§ Record excerpts:
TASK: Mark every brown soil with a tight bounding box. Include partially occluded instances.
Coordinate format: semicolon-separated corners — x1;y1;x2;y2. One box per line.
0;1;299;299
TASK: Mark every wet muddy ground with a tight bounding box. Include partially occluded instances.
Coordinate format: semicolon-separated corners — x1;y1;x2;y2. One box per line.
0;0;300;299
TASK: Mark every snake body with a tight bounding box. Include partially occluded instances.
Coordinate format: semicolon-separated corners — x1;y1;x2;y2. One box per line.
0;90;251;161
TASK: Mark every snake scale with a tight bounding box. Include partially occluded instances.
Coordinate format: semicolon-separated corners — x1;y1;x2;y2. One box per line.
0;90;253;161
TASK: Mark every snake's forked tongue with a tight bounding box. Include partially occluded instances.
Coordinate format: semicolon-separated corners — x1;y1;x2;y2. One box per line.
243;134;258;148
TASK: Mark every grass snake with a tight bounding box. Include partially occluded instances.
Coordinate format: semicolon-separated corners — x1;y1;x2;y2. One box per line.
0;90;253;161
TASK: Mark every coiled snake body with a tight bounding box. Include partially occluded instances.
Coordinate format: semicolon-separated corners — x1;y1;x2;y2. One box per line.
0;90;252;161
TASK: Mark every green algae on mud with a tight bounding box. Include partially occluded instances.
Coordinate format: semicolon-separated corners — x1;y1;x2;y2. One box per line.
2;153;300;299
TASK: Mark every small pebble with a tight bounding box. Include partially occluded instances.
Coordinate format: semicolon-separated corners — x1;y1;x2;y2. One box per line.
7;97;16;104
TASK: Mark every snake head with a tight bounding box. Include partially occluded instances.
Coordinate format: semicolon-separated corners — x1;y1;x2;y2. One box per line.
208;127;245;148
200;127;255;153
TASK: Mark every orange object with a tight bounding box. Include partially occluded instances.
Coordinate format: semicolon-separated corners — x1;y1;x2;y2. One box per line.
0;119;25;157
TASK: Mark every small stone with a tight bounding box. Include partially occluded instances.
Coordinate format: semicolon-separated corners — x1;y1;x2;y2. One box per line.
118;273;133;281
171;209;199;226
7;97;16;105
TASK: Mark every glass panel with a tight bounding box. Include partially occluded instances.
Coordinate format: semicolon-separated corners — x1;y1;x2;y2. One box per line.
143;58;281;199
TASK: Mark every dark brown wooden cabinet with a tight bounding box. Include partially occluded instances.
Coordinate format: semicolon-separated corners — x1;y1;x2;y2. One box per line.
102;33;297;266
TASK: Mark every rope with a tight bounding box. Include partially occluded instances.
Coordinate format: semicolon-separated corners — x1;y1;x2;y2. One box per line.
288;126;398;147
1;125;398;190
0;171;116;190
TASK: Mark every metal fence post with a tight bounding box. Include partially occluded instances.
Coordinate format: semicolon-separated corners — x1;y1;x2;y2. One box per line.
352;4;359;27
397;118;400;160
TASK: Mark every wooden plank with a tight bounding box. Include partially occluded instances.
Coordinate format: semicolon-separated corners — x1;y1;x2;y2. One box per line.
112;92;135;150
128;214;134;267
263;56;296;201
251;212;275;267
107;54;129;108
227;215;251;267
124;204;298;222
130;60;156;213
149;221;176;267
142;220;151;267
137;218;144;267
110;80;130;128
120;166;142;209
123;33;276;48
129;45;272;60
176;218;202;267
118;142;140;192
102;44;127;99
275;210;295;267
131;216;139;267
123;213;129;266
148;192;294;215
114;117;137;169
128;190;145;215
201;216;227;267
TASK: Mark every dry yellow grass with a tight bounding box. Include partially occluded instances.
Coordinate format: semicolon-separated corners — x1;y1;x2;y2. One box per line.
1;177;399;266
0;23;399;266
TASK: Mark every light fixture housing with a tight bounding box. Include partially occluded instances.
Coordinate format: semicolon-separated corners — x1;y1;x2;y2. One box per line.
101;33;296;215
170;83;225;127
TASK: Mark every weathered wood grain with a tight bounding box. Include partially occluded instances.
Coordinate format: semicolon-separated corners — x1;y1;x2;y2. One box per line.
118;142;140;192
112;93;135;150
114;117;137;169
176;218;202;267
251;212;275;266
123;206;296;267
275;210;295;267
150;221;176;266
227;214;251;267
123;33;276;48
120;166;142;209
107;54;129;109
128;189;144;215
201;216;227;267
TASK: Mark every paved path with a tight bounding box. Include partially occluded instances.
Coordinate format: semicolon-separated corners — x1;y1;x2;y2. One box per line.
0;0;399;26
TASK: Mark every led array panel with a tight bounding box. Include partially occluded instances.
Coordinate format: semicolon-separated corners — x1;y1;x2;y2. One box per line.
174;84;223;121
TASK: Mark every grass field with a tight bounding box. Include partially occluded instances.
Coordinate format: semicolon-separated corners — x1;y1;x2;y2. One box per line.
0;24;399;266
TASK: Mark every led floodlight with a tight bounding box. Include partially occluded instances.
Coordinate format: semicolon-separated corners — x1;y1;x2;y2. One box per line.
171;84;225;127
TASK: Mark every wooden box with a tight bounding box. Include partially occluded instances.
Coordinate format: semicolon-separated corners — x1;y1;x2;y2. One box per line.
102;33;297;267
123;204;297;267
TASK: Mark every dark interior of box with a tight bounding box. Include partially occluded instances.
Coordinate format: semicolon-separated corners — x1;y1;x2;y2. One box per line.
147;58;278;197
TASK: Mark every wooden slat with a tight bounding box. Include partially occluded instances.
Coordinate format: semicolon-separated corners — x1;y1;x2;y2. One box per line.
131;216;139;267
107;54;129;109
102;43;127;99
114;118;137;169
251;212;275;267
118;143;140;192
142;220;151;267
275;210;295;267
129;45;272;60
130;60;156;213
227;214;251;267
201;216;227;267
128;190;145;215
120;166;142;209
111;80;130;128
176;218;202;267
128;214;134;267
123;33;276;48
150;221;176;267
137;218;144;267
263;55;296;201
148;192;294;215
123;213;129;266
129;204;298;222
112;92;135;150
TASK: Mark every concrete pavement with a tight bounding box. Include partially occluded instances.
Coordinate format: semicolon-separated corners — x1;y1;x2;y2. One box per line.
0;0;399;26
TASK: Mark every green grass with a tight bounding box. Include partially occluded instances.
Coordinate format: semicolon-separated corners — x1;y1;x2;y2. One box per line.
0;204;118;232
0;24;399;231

§ Prompt: Every record in the listing above should be reproduced exactly.

§ Written solution:
TASK: Mark every brown soil with a tight bounding box. Include partially occluded instances.
Coordinate format: semicolon-separated corners — x1;y1;x2;y2. One box per line.
0;1;299;299
TASK: Mark every wet muddy ground with a tight bounding box. Include partially occluded instances.
Coordinate format: semicolon-separated corners — x1;y1;x2;y2. One box per line.
0;0;300;299
TASK: Mark every snake body with a tight bounding box. Include partially occluded instances.
Coordinate format: semicolon-separated corners — x1;y1;x2;y2. One box per line.
0;90;251;161
TASK: Mark every snake scale with a tight bounding box. Include partially occluded instances.
Coordinate format: semicolon-separated corners — x1;y1;x2;y2. One box per line.
0;90;253;161
TASK: Mark every snake's forked tongue with a tight bounding box. Include partially occluded instances.
Coordinate format: semicolon-separated corners — x1;y1;x2;y2. One box per line.
243;134;258;148
TASK: Mark every grass snake with a tight bounding box. Include partially occluded instances.
Coordinate format: semicolon-separated corners — x1;y1;x2;y2. One box per line.
0;90;253;161
TASK: Mark every coiled snake body with a tight bounding box. Include partially occluded instances.
Coordinate format: semicolon-separated corners — x1;y1;x2;y2. One box per line.
0;90;252;161
TASK: Mark every green algae on mud with a tight bounding box. Include partially occluded instances.
Coordinate format: semicolon-separated corners — x1;y1;x2;y2. One box per line.
2;153;300;299
TASK: Mark every small pebble with a tight bounding box. Include partially occluded instances.
Coordinate format: semicolon-separated corners — x1;y1;x2;y2. One box per line.
7;97;16;104
TASK: Mark every snake head with a tight bounding box. Include partially occluded instances.
Coordinate format: semicolon-separated corners — x1;y1;x2;y2. One box per line.
208;127;245;148
200;127;255;153
TASK: Mark every orange object with a tight bounding box. Include partially occluded instances.
Coordinate format: semicolon-separated corners — x1;y1;x2;y2. One box per line.
0;119;25;157
TASK: Mark every small stone with a tight bounding box. Include partially occluded instances.
Coordinate format: semicolon-separated corners — x1;y1;x2;y2. One box per line.
118;273;133;281
171;209;199;226
7;97;16;105
TASK: Mark every glass panel with a tight bounding box. Include partially occluded instances.
Coordinate format: semicolon-separated corners — x1;y1;x2;y2. One box per line.
143;58;281;199
TASK: Mark every dark brown wooden cabinet with a tight bounding box. Include partially occluded instances.
Coordinate format: semicolon-separated corners — x1;y1;x2;y2. One box per line.
102;33;297;266
TASK: Mark every rope with a tight bounding box. Include partially occluded instances.
Coordinate format: semicolon-separated corners — x1;y1;x2;y2. One box per line.
288;126;398;147
1;125;398;190
0;171;116;190
TASK: Mark every metal fence post with a tight bounding box. Include partially occluded instances.
Coordinate format: semicolon-separated corners — x1;y1;x2;y2. One box per line.
352;4;359;27
397;118;400;160
TASK: Mark every wooden plank with a tight bounding box. Include partially occluded instances.
Coordinate format: semicolon-separated corners — x1;y1;x2;y2. One box per line.
112;92;135;150
128;214;134;267
263;56;296;201
251;212;275;267
107;54;129;108
227;215;251;267
124;204;298;222
130;60;156;213
149;221;176;267
142;220;151;267
137;218;144;267
110;80;130;128
120;166;142;209
123;33;276;48
129;45;272;60
176;218;202;267
118;142;140;192
102;44;127;99
275;210;295;267
131;216;139;267
123;213;129;266
148;192;294;215
114;117;137;169
128;190;145;215
201;216;227;267
TASK: Mark every dry yellow grass with a tight bounding box. Include partially occluded instances.
Coordinate format: semicolon-separated corners — x1;y1;x2;y2. One box per line.
1;177;399;266
0;23;399;266
TASK: Mark every light fixture housing with a tight bounding box. Include partially occluded instances.
Coordinate format: semicolon-separated corners — x1;y1;x2;y2. One box per line.
101;33;296;215
170;83;225;127
TASK: Mark every weathered wood grain with a tight bounding box. Include partially occluded instances.
Coordinate format: semicolon-separated corners — x1;y1;x2;y2. One box per line.
118;142;140;192
112;93;135;150
114;117;137;169
176;218;202;267
251;212;275;266
123;206;296;267
275;210;295;267
150;221;176;266
227;214;251;267
123;33;276;48
120;166;142;209
107;54;129;109
128;189;144;215
201;216;227;267
TASK: Mark every paved path with a tight bounding box. Include partially occluded instances.
Coordinate format: semicolon-separated corners — x1;y1;x2;y2. One box per line.
0;0;399;26
TASK: Mark every led array panel with a tight bounding box. Include partially occluded instances.
Coordinate format: semicolon-separated corners — x1;y1;x2;y2. One box per line.
174;84;223;121
TASK: Mark every grass field with a tight bounding box. Include partially occluded instances.
Coordinate format: semicolon-separated corners — x1;y1;x2;y2. One box per line.
0;24;399;266
TASK: Mark every led floodlight with a tight bounding box. Include partially occluded instances.
Coordinate format: semicolon-separated corners — x1;y1;x2;y2. One box per line.
171;84;225;127
TASK: Mark every wooden box with a tight bounding box. Include partially occluded instances.
Coordinate format: semicolon-separated corners — x1;y1;x2;y2. One box per line.
102;33;297;267
123;204;297;267
TASK: Mark every dark interior of box with a tight bounding box. Include partially occluded instances.
Coordinate format: semicolon-separated corners — x1;y1;x2;y2. One box per line.
147;58;278;197
TASK: Mark every wooden slat with a tight bounding box. Include partially occluded instances.
Coordinate format: semicolon-separated corners — x1;y1;x2;y2. One box per line.
131;216;139;267
107;54;129;109
102;43;127;99
114;118;137;169
251;212;275;267
118;143;140;192
142;220;151;267
275;210;295;267
129;45;272;60
130;60;156;213
227;214;251;267
201;216;227;267
128;190;145;215
120;166;142;209
111;80;130;128
176;218;202;267
128;214;134;267
123;33;276;48
150;221;176;267
137;218;144;267
263;55;296;201
148;192;294;215
123;213;129;266
129;204;298;222
112;92;135;150
TASK: Mark every concrete pavement with a tight bounding box. Include partially occluded instances.
Coordinate format: semicolon-separated corners — x1;y1;x2;y2. One box per line.
0;0;399;26
TASK: Mark every green grass with a tight bounding box. Include partially occluded instances.
Coordinate format: semicolon-separated corners — x1;y1;x2;y2. One box per line.
0;204;118;232
0;24;399;231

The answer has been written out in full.